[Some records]
━━━
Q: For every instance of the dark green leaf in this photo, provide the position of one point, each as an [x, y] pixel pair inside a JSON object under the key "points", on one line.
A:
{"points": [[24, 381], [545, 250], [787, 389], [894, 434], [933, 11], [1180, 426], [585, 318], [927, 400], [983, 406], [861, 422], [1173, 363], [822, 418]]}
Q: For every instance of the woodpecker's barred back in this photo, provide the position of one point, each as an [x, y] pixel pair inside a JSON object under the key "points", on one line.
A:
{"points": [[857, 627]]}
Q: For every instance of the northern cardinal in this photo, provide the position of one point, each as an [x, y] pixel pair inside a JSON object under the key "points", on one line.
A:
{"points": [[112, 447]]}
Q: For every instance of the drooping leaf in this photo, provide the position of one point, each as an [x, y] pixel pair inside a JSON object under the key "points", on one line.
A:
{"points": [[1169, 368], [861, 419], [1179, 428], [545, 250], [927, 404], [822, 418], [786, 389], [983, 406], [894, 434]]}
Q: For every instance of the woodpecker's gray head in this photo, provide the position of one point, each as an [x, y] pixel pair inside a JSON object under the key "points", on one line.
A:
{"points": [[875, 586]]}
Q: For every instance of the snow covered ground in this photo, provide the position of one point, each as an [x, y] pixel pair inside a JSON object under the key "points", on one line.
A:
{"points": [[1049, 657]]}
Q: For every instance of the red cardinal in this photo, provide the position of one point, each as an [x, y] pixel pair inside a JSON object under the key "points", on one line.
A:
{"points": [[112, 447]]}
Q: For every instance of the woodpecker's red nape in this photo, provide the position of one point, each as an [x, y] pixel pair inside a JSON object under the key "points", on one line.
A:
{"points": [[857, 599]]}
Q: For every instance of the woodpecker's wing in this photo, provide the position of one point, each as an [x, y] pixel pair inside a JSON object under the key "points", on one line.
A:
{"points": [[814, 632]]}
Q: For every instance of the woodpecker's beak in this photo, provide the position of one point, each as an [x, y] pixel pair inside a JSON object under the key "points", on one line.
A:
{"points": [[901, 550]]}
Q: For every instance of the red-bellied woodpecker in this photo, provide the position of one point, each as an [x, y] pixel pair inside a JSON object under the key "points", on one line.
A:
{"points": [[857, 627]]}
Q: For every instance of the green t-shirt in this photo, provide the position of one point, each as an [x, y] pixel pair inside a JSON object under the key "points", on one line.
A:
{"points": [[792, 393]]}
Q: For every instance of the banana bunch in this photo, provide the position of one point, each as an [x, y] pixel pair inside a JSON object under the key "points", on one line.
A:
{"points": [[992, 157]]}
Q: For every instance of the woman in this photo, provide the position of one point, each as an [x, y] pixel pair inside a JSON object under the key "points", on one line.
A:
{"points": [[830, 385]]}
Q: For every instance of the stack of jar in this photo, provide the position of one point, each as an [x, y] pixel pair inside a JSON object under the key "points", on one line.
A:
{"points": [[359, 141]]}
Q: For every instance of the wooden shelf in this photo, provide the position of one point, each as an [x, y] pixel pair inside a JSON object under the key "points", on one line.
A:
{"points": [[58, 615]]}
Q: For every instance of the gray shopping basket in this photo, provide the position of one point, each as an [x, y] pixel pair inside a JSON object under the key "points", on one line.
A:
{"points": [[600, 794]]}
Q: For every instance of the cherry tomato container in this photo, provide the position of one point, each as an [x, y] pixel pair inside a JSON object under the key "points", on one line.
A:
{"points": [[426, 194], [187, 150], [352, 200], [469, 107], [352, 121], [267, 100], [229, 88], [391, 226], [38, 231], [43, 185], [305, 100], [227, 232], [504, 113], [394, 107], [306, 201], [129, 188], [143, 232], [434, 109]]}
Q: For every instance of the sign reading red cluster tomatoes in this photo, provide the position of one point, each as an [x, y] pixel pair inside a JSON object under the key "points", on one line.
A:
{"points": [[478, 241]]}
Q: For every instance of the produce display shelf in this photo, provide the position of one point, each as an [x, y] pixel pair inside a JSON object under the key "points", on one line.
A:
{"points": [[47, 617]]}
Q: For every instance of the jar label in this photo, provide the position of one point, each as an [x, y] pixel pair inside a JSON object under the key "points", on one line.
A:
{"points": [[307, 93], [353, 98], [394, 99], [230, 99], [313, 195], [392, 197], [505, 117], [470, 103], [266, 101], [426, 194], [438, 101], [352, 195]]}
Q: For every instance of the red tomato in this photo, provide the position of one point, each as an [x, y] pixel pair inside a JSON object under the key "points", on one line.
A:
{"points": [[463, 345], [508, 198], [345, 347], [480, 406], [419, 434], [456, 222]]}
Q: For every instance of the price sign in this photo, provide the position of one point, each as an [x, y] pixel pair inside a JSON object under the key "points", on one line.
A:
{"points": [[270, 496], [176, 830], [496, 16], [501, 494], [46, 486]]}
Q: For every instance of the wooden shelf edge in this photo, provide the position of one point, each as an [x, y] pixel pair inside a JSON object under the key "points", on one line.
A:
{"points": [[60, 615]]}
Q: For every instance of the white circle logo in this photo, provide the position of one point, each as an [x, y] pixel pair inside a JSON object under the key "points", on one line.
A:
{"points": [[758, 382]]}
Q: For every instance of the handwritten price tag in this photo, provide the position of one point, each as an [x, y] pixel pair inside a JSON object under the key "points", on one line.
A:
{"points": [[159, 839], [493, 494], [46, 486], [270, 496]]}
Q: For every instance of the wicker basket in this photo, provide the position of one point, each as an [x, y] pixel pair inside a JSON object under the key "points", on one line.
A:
━━━
What is expected - Above are some records. Print them all exactly.

Solved exercise -
Q: For every instance of the dark green leaf in this photo, provide the position of one point, each as an [x, y] pixel pair inside a JSON object under the key "points", on one line.
A:
{"points": [[24, 381], [545, 250], [787, 389], [894, 434], [933, 11], [1180, 426], [585, 318], [927, 400], [983, 406], [861, 422], [1173, 363], [822, 418]]}
Q: For every instance of the woodpecker's barred back in this photo, provide the position of one point, each as an [x, y] pixel pair inside a JSON object under the key "points", on one line.
A:
{"points": [[857, 627]]}
Q: For every instance of the northern cardinal in this photo, provide the position of one point, each as an [x, y] pixel pair inside a JSON object under the key "points", on one line.
A:
{"points": [[112, 447]]}
Q: For every instance of the drooping leaf in this photo, provide the position of one point, each as an [x, y] pixel pair inside a JSON object under the key "points", on one line.
A:
{"points": [[1169, 368], [861, 419], [1179, 428], [545, 250], [927, 404], [822, 418], [786, 389], [983, 406], [894, 434]]}
Q: For every instance of the woodpecker's gray head in this photo, provide the position of one point, each as an [x, y] pixel pair inside a JSON object under the key "points", on one line.
A:
{"points": [[875, 586]]}
Q: For every instance of the snow covered ground in this photo, provide the position of one point, each as an [x, y] pixel pair inside a JSON object under the key "points", on one line.
A:
{"points": [[1049, 657]]}
Q: For every instance of the red cardinal in this photo, provide the position of one point, each as an [x, y] pixel pair inside a JSON object under the key "points", on one line.
A:
{"points": [[112, 447]]}
Q: For every instance of the woodpecker's red nape in this photo, provide the position of one point, each as an [x, y] pixel pair inside a JSON object under the key "points", on one line.
A:
{"points": [[857, 599]]}
Q: For every instance of the woodpecker's wing in this photo, provide the position of one point, each as an [x, y] pixel pair inside a JSON object under the key "points", on one line.
A:
{"points": [[814, 632]]}
Q: For every instance of the woodpecker's beak in this photo, provide the position of one point, each as an [x, y] pixel pair inside a JSON object under the key "points", on one line.
A:
{"points": [[901, 550]]}
Q: For every instance of the red-bellied woodpecker in this photo, provide the position of one point, each as an [x, y] pixel pair inside a JSON object under the key "points", on one line.
A:
{"points": [[857, 627]]}
Q: For every instance of the green t-shirt in this photo, provide the position of one point, each as an [x, y] pixel pair inside a JSON object under the key "points", on one line.
A:
{"points": [[792, 393]]}
Q: For every instance of the banana bunch in this photo, provide the position of one point, each as an [x, y] pixel pair inside a JSON object under the key "points", on one line.
A:
{"points": [[992, 157]]}
Q: For every instance of the woman in this photo, provide the position of one point, each as an [x, y] pixel pair inside a JSON object under the key "points", on one line.
A:
{"points": [[830, 385]]}
Q: For every instance of the stack of jar in this photo, provide the position of one point, each as an [x, y] pixel pair inside a JSON object under the key "points", on one line.
A:
{"points": [[359, 141]]}
Q: For every instance of the wooden shelf in this photo, provide the position of one point, each as an [x, y] pixel pair inside a JSON object under the key "points", on one line.
A:
{"points": [[58, 615]]}
Q: For every instance of the gray shopping basket in this photo, provide the position of one point, each as an [x, y] pixel pair inside a JSON object under the key "points", on one line.
A:
{"points": [[600, 794]]}
Q: For every instance of the cherry tomato container in this photo, provide the position of one point, each as an [x, y] pixel pair inside a JSON object under the key "points", on one line.
A:
{"points": [[426, 194], [187, 150], [352, 200], [469, 107], [352, 121], [267, 100], [229, 88], [391, 226], [38, 231], [43, 185], [305, 100], [227, 232], [504, 113], [394, 107], [306, 201], [129, 188], [143, 232], [434, 109]]}
Q: For every instance of the sign reading red cluster tomatoes in this photo, provide the position of one point, each as an [x, y] pixel pair inside a JSON object under the key "points", on one line.
A:
{"points": [[478, 241]]}
Q: For every instance of the produce display shelf in this photo, provide the position of one point, each as an [x, y] pixel pair inside a JSON object under the key "points", on one line.
A:
{"points": [[47, 617]]}
Q: For every instance of the jar label in this photo, provide the position of one point, each as an [x, y] pixel pair inside a JSON object under the key "points", on one line.
A:
{"points": [[307, 93], [353, 98], [394, 99], [230, 99], [313, 195], [392, 197], [505, 117], [470, 103], [266, 101], [426, 194], [438, 101], [352, 195]]}
Q: For every instance of the red tomato in this photo, provide the position of one point, each as an [x, y] pixel pair inside a JSON object under the key "points", on one line.
A:
{"points": [[463, 345], [508, 198], [345, 347], [480, 406], [419, 434], [456, 222]]}
Q: For every instance of the price sign in this photo, provide the position of one point, each as an [x, y] pixel pair inside a JSON object under the key "points", on one line.
A:
{"points": [[270, 496], [176, 830], [496, 16], [501, 494], [46, 486]]}
Q: For every instance of the wooden shelf edge in this photo, provide the position of one point, each as an [x, y] pixel pair inside a JSON object under the key "points", on one line.
A:
{"points": [[60, 615]]}
Q: For every instance of the white circle logo in this photo, provide the position of one point, each as an [x, y] pixel pair inside a JSON object under the key "points", on one line.
A:
{"points": [[758, 382]]}
Q: For every instance of the handwritten price tag in this photo, provide the position of one point, each as an [x, y] pixel pair inside a JSON object under the key "points", on one line.
A:
{"points": [[159, 839], [493, 494], [46, 486], [270, 496]]}
Q: For every instance of the wicker basket in this photo, provide the position of one point, each as an [x, y] pixel pair inside a JSON object under the key "points", on one line.
A:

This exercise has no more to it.